> [Exercise requirements]: Return all of the material that follows, keeping each line exactly as it is.

═════ Data excerpts ═════

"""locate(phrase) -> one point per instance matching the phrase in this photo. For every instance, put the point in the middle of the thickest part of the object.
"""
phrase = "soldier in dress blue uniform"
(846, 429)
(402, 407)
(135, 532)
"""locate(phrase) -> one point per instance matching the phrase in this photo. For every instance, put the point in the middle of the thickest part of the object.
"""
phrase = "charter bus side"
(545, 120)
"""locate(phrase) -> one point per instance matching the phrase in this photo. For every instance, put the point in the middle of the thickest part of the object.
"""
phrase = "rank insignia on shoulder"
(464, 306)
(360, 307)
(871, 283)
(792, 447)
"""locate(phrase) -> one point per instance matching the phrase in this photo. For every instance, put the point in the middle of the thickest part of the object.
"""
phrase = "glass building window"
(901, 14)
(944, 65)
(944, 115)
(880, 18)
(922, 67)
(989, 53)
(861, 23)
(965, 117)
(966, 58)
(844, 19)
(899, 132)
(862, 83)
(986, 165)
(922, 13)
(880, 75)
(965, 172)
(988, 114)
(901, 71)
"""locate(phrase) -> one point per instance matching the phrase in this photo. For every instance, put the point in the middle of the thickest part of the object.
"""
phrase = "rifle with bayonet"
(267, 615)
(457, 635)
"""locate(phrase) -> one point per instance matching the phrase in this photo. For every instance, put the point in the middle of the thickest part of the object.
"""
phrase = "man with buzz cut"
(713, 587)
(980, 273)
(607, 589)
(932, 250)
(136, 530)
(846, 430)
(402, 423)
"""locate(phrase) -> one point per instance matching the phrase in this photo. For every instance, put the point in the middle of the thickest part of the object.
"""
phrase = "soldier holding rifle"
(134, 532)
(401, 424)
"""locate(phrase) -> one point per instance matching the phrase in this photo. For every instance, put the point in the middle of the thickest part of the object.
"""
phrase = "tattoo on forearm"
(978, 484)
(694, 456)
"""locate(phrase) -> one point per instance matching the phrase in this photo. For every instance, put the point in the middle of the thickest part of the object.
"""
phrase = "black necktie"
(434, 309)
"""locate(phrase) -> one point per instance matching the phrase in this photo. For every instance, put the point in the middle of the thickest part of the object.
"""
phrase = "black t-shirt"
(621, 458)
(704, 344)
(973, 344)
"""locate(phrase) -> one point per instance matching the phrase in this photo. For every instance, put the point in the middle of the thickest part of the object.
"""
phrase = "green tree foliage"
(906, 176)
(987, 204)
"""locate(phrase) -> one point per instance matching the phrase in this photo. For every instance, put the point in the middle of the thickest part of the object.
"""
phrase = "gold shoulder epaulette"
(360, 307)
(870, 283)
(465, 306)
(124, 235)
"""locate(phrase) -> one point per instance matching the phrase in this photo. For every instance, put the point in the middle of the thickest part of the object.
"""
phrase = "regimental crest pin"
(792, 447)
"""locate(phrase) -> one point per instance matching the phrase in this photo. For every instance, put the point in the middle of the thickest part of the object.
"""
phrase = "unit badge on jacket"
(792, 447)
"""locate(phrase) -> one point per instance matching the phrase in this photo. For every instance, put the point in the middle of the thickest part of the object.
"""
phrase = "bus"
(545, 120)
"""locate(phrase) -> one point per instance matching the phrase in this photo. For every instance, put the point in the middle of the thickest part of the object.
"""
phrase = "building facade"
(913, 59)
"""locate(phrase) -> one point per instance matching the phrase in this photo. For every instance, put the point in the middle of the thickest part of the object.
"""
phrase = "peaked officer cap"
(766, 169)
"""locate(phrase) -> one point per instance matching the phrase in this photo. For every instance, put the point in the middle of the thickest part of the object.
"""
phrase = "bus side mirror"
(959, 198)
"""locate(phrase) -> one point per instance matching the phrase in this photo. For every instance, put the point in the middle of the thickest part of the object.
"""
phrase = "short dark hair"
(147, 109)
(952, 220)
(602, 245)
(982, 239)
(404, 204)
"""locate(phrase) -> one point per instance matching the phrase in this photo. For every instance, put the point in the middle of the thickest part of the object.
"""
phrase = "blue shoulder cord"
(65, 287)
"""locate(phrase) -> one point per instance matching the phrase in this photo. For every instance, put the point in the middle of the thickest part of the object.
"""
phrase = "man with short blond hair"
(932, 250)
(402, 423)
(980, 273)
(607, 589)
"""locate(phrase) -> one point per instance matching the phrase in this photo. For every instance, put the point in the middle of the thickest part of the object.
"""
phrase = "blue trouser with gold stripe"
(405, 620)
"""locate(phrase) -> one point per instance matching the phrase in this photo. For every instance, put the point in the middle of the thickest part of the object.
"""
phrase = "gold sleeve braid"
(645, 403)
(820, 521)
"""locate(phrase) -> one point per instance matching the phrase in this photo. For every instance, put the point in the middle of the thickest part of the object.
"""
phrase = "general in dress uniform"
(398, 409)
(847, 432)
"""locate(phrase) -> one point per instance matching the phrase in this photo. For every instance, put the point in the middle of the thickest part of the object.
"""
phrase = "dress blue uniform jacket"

═════

> [Solution for this exercise]:
"""locate(phrase) -> one point per instance matching the phrase in this photo. For every instance, put the point in the middle of the thickest part of the object.
"""
phrase = "soldier in dress blue uniform"
(846, 429)
(402, 407)
(135, 532)
"""locate(phrase) -> one point per instance matching the phrase in this photo. For every instance, put the point in the middle of the thickest part of the object.
"""
phrase = "charter bus side"
(545, 120)
"""locate(phrase) -> one point per instance matching the phrase in this photo. For every instance, put the point in the middle of the thickest part of the object.
"""
phrase = "rank insignia on shoulder"
(464, 306)
(360, 307)
(871, 283)
(792, 447)
"""locate(phrase) -> one point per instance matching the phrase in this photo. For every instance, put the point in the middle of the thickest part of the object.
"""
phrase = "glass building window"
(901, 14)
(944, 65)
(944, 115)
(880, 18)
(922, 67)
(989, 53)
(861, 23)
(965, 117)
(966, 58)
(844, 19)
(899, 132)
(862, 83)
(986, 165)
(922, 13)
(880, 75)
(965, 172)
(988, 114)
(901, 71)
"""locate(phrase) -> one point per instance matching the phrase in this photo. For every instance, put the point in the middle of the thickest part of the object.
"""
phrase = "rifle with bayonet"
(267, 615)
(457, 635)
"""locate(phrase) -> one point per instance matching the phrase in this photo. For every instance, put the point in the middle of the thickest part of the object.
"""
phrase = "man with buzz cut"
(713, 587)
(980, 273)
(607, 589)
(932, 250)
(136, 530)
(846, 430)
(402, 423)
"""locate(phrase) -> one point per instance matching the phrase in this photo. For every instance, put the point in the middle of the thickest part of the object.
"""
phrase = "soldier holding rifle"
(134, 532)
(401, 424)
"""locate(phrase) -> one point per instance matching the phrase in this photo. For every instance, put the point in the middle of the thickest part of the object.
"""
phrase = "tattoo on forearm"
(978, 484)
(694, 456)
"""locate(phrase) -> one point per instance matching the phrase in this photo. For every instance, put the point in the middle of the thickest part of the object.
"""
phrase = "black necktie"
(434, 309)
"""locate(phrase) -> one point per instance matching the phrase in this photo. For every instance, put the point in the middle of the thickest part of the object.
"""
phrase = "black t-shirt"
(621, 458)
(704, 344)
(973, 344)
"""locate(phrase) -> one point per instance matching the phrase in this photo. For every instance, put the point in the middle of the thickest part of the object.
"""
phrase = "green tree foliage"
(906, 176)
(987, 204)
"""locate(phrase) -> one point per instance matching the phrase in this photo. For every instance, put the point in the middle of the thickest part of the object.
"""
phrase = "gold shoulder epaulette"
(360, 307)
(870, 283)
(465, 306)
(124, 235)
"""locate(phrase) -> one point per instance matching the phrase in this photo. For every instance, put the point in the middle of the thickest part of the object.
"""
phrase = "regimental crest pin"
(792, 447)
"""locate(phrase) -> one point per instance matching the phrase in this photo. For every instance, put the point in the middle of the thickest part of the object.
"""
phrase = "unit badge on jacket"
(792, 447)
"""locate(phrase) -> one point per instance matching the phrase in this photo. For every instance, put the point in the middle of the thickest part of the object.
"""
phrase = "bus"
(545, 120)
"""locate(phrase) -> one point per instance matching the phrase in this photo. For every instance, put the point in the middle of the thickest part of the object.
"""
phrase = "building facade"
(913, 59)
"""locate(phrase) -> one point per instance matching the phrase in this photo. For every instance, put the point in the middle of the thickest part of the object.
"""
phrase = "peaked officer cap"
(766, 169)
"""locate(phrase) -> one point per instance matching the phrase in this photo. For every instance, put the point in the middle of the thickest part of the object.
"""
phrase = "bus side mirror"
(959, 198)
"""locate(phrase) -> one point per instance matching the phrase in this photo. For every instance, put the point in the middle of the thickest part of the object.
"""
phrase = "short dark hair"
(147, 109)
(952, 220)
(602, 245)
(982, 239)
(404, 204)
"""locate(phrase) -> one point per instance matching the phrase in this photo. For every instance, put the point in the middle of the thickest part of the object.
"""
phrase = "blue shoulder cord"
(65, 287)
"""locate(phrase) -> one point per instance matching the phrase in this photo. For every instance, put the point in the middle of the thickest part of the object.
"""
phrase = "man with short blond hair"
(932, 250)
(402, 423)
(980, 273)
(607, 589)
"""locate(phrase) -> one point per instance matching the phrase in this photo. For every instance, put the point in the middle of the thickest part of the object.
"""
phrase = "blue trouser with gold stripe"
(405, 620)
"""locate(phrase) -> one point per instance matching the phrase in this photo. For every instance, put the point in the middle of the thickest part of the object.
"""
phrase = "gold sleeve braid"
(645, 403)
(820, 521)
"""locate(phrase) -> one point per instance matching the phrase in this photo. For every instance, put the point in the middle of the thickest part of the object.
"""
phrase = "general in dress uniform"
(398, 409)
(847, 432)
"""locate(phrase) -> one point per instance matching the phrase in this photo. For every instance, put the point in the middle of the thickest part of the object.
"""
phrase = "dress blue uniform jacket"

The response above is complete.